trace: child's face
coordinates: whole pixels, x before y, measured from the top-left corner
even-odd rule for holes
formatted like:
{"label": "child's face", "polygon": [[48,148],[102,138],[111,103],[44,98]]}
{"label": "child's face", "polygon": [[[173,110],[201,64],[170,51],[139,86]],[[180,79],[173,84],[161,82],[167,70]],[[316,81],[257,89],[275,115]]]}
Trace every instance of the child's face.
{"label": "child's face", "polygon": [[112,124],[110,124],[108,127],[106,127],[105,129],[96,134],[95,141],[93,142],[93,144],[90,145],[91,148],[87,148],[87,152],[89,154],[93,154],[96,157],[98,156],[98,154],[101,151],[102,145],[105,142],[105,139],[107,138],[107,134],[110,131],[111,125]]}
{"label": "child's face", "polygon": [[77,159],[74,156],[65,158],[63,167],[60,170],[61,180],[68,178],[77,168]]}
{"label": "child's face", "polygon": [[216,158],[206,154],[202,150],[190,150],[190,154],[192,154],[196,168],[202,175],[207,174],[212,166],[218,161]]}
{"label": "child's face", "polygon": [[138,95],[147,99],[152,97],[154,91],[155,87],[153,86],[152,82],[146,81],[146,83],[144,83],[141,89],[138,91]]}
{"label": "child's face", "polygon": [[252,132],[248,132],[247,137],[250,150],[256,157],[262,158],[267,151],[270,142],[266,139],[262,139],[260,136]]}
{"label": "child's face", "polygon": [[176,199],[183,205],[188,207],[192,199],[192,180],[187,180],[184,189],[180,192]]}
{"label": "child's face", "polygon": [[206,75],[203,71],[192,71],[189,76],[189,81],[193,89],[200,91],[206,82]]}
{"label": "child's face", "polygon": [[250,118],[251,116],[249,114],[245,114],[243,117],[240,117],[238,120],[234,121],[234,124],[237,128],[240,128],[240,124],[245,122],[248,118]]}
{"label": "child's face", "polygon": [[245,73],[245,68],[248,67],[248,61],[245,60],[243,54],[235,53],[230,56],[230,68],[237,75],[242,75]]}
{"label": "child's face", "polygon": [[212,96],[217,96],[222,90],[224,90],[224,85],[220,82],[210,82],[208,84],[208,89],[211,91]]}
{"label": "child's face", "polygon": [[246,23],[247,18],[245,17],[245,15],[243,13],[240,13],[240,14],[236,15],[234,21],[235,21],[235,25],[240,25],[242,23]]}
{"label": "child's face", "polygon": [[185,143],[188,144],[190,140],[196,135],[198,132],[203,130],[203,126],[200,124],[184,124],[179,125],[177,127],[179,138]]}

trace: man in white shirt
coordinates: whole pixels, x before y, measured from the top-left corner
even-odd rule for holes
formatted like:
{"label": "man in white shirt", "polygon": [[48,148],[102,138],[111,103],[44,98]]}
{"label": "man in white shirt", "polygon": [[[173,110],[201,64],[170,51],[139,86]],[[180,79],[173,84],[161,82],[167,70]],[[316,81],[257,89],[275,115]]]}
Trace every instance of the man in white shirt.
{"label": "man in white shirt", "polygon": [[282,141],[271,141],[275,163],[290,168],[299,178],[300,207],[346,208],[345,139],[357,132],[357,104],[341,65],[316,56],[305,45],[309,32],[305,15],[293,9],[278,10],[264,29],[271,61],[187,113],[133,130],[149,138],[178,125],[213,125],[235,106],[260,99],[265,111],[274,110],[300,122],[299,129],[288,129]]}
********************
WHAT YOU ARE ASKED TO DO -> In full and word for word, give the listing above again.

ANSWER BOX ->
trace: child's face
coordinates: whole pixels, x before y, measured from the top-left corner
even-odd rule for holes
formatted like:
{"label": "child's face", "polygon": [[48,148],[102,138],[111,103],[44,98]]}
{"label": "child's face", "polygon": [[[173,110],[201,64],[170,51],[139,86]],[[180,79],[173,84],[161,82],[167,70]],[[316,81],[257,89],[275,115]]]}
Trace every instance of the child's face.
{"label": "child's face", "polygon": [[112,124],[110,124],[108,127],[106,127],[105,129],[96,134],[95,141],[93,142],[93,144],[90,145],[91,148],[87,148],[87,152],[89,154],[93,154],[96,157],[98,156],[98,154],[101,151],[102,145],[105,142],[105,139],[107,138],[107,134],[110,131],[111,125]]}
{"label": "child's face", "polygon": [[77,159],[74,156],[65,158],[63,167],[60,170],[61,180],[68,178],[77,168]]}
{"label": "child's face", "polygon": [[216,158],[206,154],[202,150],[190,150],[190,154],[192,154],[196,168],[202,175],[207,174],[212,166],[218,161]]}
{"label": "child's face", "polygon": [[138,95],[147,99],[152,97],[154,91],[155,87],[153,86],[152,82],[146,81],[146,83],[144,83],[141,89],[138,91]]}
{"label": "child's face", "polygon": [[252,132],[248,132],[247,137],[250,150],[256,157],[262,158],[267,151],[270,142],[266,139],[262,139],[260,136]]}
{"label": "child's face", "polygon": [[176,199],[183,205],[188,207],[192,199],[192,180],[187,180],[184,189],[180,192]]}
{"label": "child's face", "polygon": [[206,75],[203,71],[192,71],[189,76],[189,81],[193,89],[200,91],[206,82]]}
{"label": "child's face", "polygon": [[250,118],[251,116],[249,114],[245,114],[243,117],[240,117],[238,120],[234,121],[234,124],[237,128],[240,128],[240,124],[245,122],[248,118]]}
{"label": "child's face", "polygon": [[245,73],[245,68],[248,67],[248,61],[245,60],[243,54],[235,53],[230,56],[230,68],[237,75],[242,75]]}
{"label": "child's face", "polygon": [[212,96],[217,96],[222,90],[224,90],[224,85],[220,82],[210,82],[208,84],[208,89],[211,91]]}
{"label": "child's face", "polygon": [[246,23],[247,18],[245,17],[245,15],[243,13],[240,13],[240,14],[236,15],[234,21],[235,21],[235,25],[240,25],[242,23]]}
{"label": "child's face", "polygon": [[185,143],[188,144],[190,140],[196,135],[198,132],[203,130],[203,126],[200,124],[184,124],[179,125],[177,127],[179,138]]}

trace: man in white shirt
coordinates: whole pixels, x before y, measured from the top-left corner
even-odd rule for holes
formatted like:
{"label": "man in white shirt", "polygon": [[48,148],[102,138],[111,103],[44,98]]}
{"label": "man in white shirt", "polygon": [[[173,110],[201,64],[170,51],[139,86]],[[180,79],[173,84],[161,82],[167,70]],[[316,81],[257,89],[275,115]]]}
Trace every instance of the man in white shirt.
{"label": "man in white shirt", "polygon": [[282,141],[271,141],[275,163],[290,168],[299,178],[300,207],[346,208],[345,139],[357,132],[357,104],[341,65],[316,56],[305,45],[309,32],[305,15],[293,9],[278,10],[264,29],[271,61],[187,113],[133,130],[149,138],[178,125],[213,125],[235,106],[260,99],[265,111],[274,110],[300,122],[299,129],[288,129]]}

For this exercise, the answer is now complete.